## PROBLEM TO SOLVE:
For the material below, output exactly the span from the line with "Target: stone pedestal" to the line with "the blue sky", including both, and nothing besides.

## PROVIDED ENTRIES:

+-------+

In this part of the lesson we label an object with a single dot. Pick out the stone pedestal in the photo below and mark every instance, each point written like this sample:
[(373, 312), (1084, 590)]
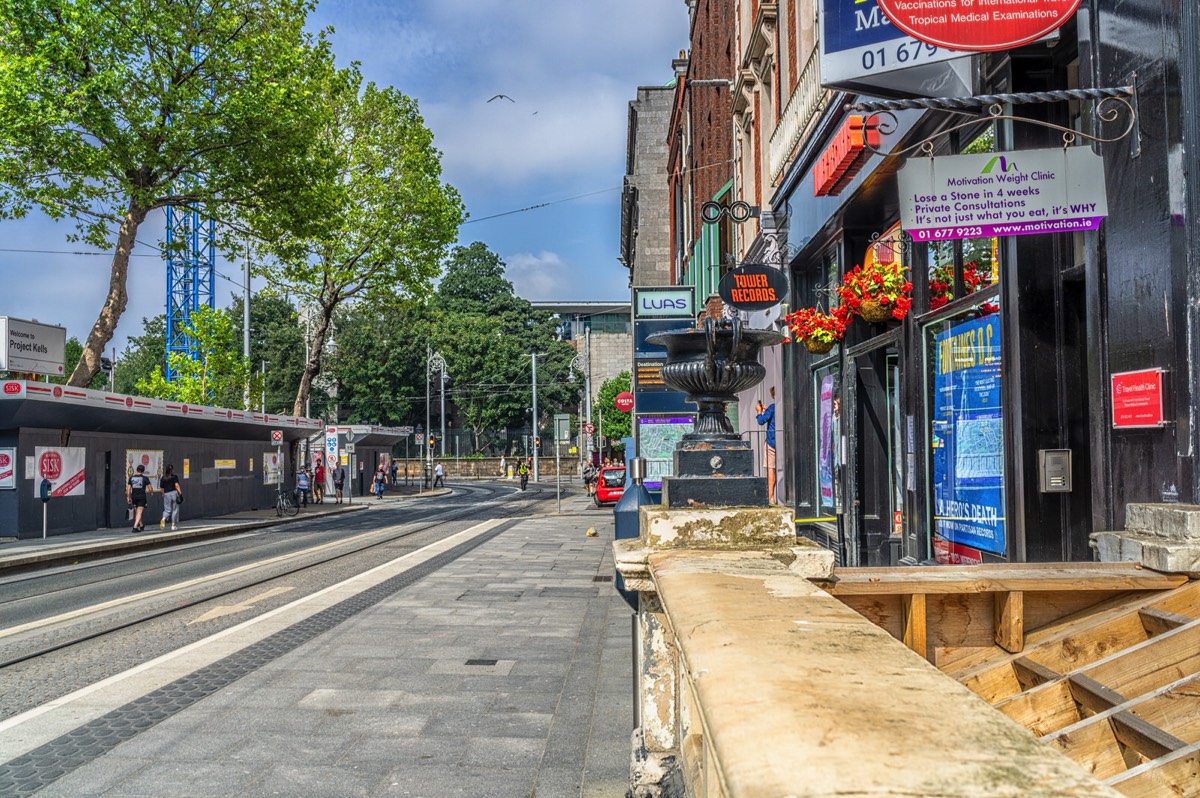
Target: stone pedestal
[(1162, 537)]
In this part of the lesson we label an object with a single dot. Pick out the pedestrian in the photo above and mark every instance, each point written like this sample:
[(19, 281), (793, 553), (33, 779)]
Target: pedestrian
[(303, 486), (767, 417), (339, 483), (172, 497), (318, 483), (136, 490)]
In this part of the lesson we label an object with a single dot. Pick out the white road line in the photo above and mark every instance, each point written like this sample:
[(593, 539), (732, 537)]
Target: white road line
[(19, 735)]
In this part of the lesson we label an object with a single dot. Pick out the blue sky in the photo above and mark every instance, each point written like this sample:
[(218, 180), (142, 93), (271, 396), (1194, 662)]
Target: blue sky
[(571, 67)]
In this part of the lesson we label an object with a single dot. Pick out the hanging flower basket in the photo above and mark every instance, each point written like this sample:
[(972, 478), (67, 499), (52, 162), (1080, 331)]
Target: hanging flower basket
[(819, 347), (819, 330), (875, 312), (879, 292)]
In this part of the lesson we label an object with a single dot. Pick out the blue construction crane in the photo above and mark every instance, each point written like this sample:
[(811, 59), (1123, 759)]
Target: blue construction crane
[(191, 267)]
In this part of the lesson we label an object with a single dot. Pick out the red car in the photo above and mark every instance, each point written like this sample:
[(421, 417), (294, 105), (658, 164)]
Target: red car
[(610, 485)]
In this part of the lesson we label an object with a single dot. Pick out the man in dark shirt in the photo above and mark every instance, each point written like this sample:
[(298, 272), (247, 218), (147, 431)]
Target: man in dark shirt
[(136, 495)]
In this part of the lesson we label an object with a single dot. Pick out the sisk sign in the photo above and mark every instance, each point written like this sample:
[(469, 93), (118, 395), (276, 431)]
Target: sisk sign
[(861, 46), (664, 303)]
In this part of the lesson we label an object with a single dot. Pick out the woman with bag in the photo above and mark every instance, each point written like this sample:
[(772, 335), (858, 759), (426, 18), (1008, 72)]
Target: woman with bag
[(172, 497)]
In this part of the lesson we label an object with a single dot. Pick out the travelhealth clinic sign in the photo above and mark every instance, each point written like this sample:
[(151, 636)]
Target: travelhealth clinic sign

+-------+

## EXPECTED ANSWER:
Target: stone pedestal
[(1162, 537)]
In this part of the lesson we label an object with a single dot. Pick out the pedestrian in the photo above and mark every instance, each point written like this sample:
[(19, 281), (793, 553), (33, 779)]
Target: pedestrian
[(303, 486), (767, 417), (339, 483), (172, 497), (318, 483), (136, 490)]
In this part of the lesson we label an object with a single dot. Pick out the white road line in the photo above and mark every instance, each point written like this sample:
[(593, 539), (732, 537)]
Target: white road line
[(19, 735)]
In this part of the lesson we label an object with a single dot. Pick out the blue sky in the photo above and mark every instance, each point written like this sample:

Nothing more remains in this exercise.